━━ Reading passage ━━
COLIN Barrett has scooped the 2014 Guardian First Book Award with his revealing debut on small town life in Ireland.

Young Skins is a lyrical collection of short stories by the Co. Mayo native, whose work has appeared in Irish literary journal The Stinging Fly since 2009.

The unique collection, which is both compelling and at times at times excruciating to read, offers tales of violence and drug addicts as well as modern love and tenderness as it paints a picture of modern life in small town Ireland.

Of the book, Barrett claims: “It is full of usual things that transpire within the confines of any small town…misjudgments and violence, affairs and kindnesses, silences and eruptions.”

The 32-year-old adds: “I grew up in a town like this, knew people infused with the same peculiar sensibility as this cast of characters.”

Guardian Review Editor Lisa Allardice, who chaired the judging panel, today announced their decision.

“Colin Barrett has already been hailed as a ‘new, young genius’ – and you can’t get much better than that,” she said.

“It was a particularly strong shortlist and each of the titles was ardently debated, but in the end we had to go with the book that, in the words of one of the judges, was ‘simply the best written’ – and it is true that Barrett barely hits a false note throughout the collection.”
━━━
=== Prompt 1 ===
Answer these questions from the article on Colin Barrett's award:
(a) What award did Colin Barrett win?
(b) What is Barrett's home county?
(c) Who chaired the judging panel?
=== Prompt 2 ===
Print the part of the article on Colin Barrett's award starting at "The unique collection, which" and ending at "small town Ireland.".
The listing that comes next has no connection to the article on Colin Barrett's award.
━━ Recorded information ━━
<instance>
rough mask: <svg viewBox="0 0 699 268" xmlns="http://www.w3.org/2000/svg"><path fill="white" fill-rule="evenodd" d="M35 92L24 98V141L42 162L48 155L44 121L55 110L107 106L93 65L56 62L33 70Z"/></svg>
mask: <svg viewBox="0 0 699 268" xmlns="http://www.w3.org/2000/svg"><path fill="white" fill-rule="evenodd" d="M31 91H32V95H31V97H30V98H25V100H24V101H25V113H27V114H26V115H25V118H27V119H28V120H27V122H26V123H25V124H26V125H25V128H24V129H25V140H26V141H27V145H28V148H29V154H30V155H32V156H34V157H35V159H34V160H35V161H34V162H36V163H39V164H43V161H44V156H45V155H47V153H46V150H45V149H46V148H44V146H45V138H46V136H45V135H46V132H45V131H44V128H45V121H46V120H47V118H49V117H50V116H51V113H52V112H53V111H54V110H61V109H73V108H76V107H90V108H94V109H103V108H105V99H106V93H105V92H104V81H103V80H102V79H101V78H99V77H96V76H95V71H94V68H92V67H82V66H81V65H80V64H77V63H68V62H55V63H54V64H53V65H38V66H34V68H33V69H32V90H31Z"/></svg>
━━━
=== Exercise answer 1 ===
(a) The 2014 Guardian First Book Award.
(b) Co. Mayo.
(c) Lisa Allardice, the Guardian Review Editor.

=== Exercise answer 2 ===
The unique collection, which is both compelling and at times at times excruciating to read, offers tales of violence and drug addicts as well as modern love and tenderness as it paints a picture of modern life in small town Ireland.